• _Information provided_
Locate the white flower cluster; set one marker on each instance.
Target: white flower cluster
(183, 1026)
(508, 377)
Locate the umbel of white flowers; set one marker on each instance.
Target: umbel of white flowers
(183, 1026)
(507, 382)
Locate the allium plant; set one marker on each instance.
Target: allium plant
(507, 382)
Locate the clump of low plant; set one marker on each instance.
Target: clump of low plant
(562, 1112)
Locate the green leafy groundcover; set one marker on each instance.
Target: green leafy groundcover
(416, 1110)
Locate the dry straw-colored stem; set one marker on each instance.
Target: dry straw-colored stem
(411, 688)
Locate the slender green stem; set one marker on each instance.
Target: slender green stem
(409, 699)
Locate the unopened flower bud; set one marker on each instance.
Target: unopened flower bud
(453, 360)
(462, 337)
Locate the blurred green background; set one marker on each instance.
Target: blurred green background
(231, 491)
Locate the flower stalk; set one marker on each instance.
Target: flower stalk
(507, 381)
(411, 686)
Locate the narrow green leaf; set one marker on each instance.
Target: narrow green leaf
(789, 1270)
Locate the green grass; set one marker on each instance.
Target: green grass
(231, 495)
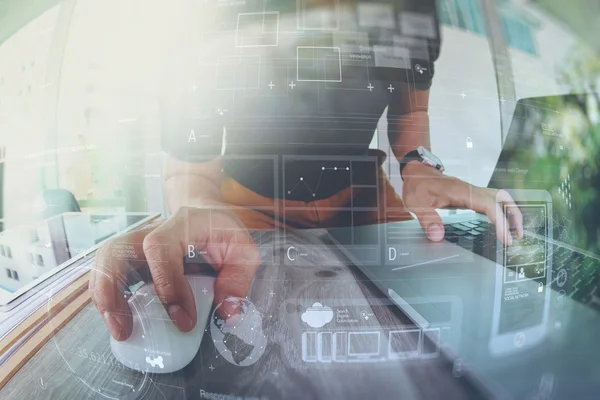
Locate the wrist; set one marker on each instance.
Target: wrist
(417, 168)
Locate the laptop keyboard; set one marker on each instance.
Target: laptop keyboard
(574, 273)
(473, 236)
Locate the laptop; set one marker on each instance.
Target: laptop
(510, 313)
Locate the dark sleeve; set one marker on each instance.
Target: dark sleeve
(190, 129)
(419, 28)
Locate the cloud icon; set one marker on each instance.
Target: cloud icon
(317, 315)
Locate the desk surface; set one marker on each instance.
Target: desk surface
(77, 363)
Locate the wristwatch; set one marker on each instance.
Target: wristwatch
(424, 156)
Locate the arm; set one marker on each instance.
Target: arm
(193, 184)
(425, 188)
(408, 121)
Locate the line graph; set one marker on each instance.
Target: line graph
(314, 192)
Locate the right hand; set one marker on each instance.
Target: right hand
(160, 249)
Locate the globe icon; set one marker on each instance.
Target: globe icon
(238, 336)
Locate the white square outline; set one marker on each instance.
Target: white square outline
(396, 355)
(301, 18)
(505, 256)
(237, 30)
(376, 353)
(317, 47)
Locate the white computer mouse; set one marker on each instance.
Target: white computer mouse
(155, 344)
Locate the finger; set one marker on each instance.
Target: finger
(108, 278)
(431, 223)
(513, 211)
(237, 271)
(164, 253)
(502, 226)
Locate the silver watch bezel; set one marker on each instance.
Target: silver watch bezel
(428, 158)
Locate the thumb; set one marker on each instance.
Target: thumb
(431, 223)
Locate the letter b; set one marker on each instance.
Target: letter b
(392, 253)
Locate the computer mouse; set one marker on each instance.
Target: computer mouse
(155, 344)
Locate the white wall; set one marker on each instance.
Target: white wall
(110, 66)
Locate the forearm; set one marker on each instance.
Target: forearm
(410, 132)
(193, 184)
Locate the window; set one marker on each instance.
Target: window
(518, 33)
(468, 15)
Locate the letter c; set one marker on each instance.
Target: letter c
(391, 253)
(288, 253)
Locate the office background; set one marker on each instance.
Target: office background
(78, 107)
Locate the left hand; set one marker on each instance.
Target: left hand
(426, 189)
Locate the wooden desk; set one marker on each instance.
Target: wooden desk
(77, 360)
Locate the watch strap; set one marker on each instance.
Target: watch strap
(410, 156)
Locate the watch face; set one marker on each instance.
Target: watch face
(426, 154)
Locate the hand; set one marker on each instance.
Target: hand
(426, 189)
(159, 250)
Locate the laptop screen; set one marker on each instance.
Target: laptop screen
(554, 144)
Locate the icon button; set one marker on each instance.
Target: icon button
(519, 339)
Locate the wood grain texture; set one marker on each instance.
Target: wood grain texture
(59, 300)
(77, 363)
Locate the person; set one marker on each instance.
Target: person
(270, 129)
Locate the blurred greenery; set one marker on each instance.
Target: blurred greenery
(557, 139)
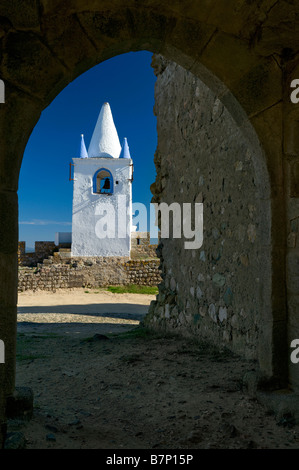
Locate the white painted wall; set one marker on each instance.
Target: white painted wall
(88, 208)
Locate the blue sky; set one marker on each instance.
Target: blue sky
(45, 192)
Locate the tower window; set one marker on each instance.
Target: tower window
(103, 182)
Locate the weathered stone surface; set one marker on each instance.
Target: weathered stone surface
(203, 156)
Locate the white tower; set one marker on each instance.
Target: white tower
(102, 193)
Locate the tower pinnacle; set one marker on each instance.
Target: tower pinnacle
(105, 141)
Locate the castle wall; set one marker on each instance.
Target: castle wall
(220, 291)
(90, 273)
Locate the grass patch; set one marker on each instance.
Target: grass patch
(133, 289)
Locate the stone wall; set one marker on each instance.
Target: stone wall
(217, 292)
(42, 250)
(89, 272)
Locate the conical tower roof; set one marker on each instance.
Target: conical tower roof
(105, 141)
(83, 151)
(125, 151)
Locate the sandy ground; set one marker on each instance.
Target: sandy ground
(130, 390)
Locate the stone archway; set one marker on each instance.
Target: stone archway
(250, 48)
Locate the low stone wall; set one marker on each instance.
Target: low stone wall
(91, 273)
(42, 250)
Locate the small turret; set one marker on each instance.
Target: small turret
(83, 152)
(125, 151)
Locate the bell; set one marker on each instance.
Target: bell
(106, 184)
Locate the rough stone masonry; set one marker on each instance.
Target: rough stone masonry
(216, 292)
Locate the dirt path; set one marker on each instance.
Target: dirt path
(133, 390)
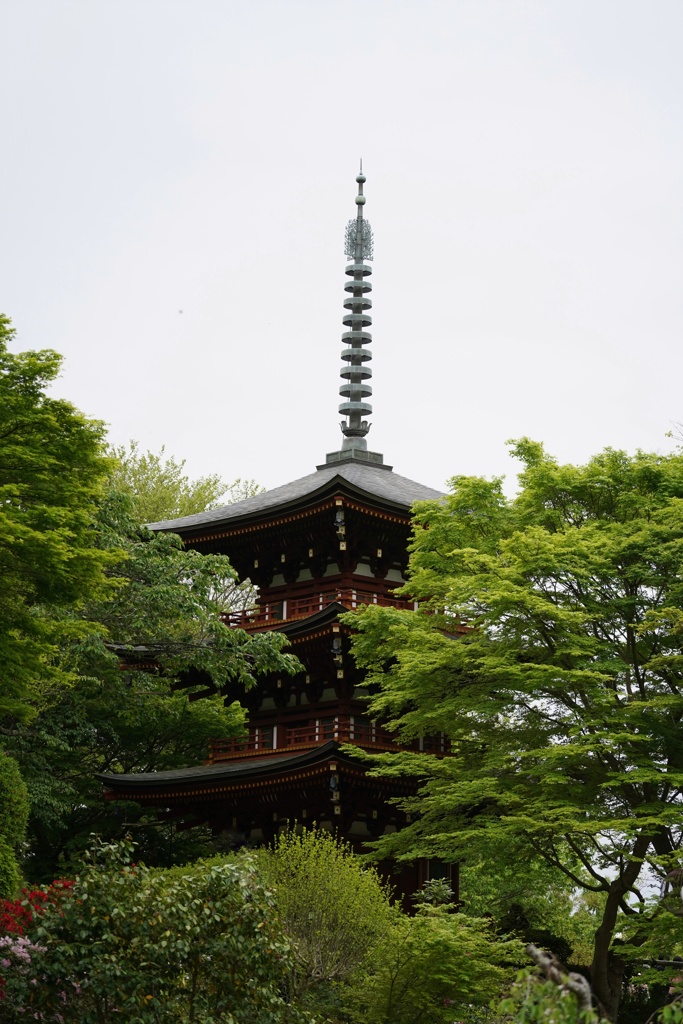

• _Given instruction_
Please count the lines in the records above that contain the word "icon", and reply with that number alone.

• _The completed task_
6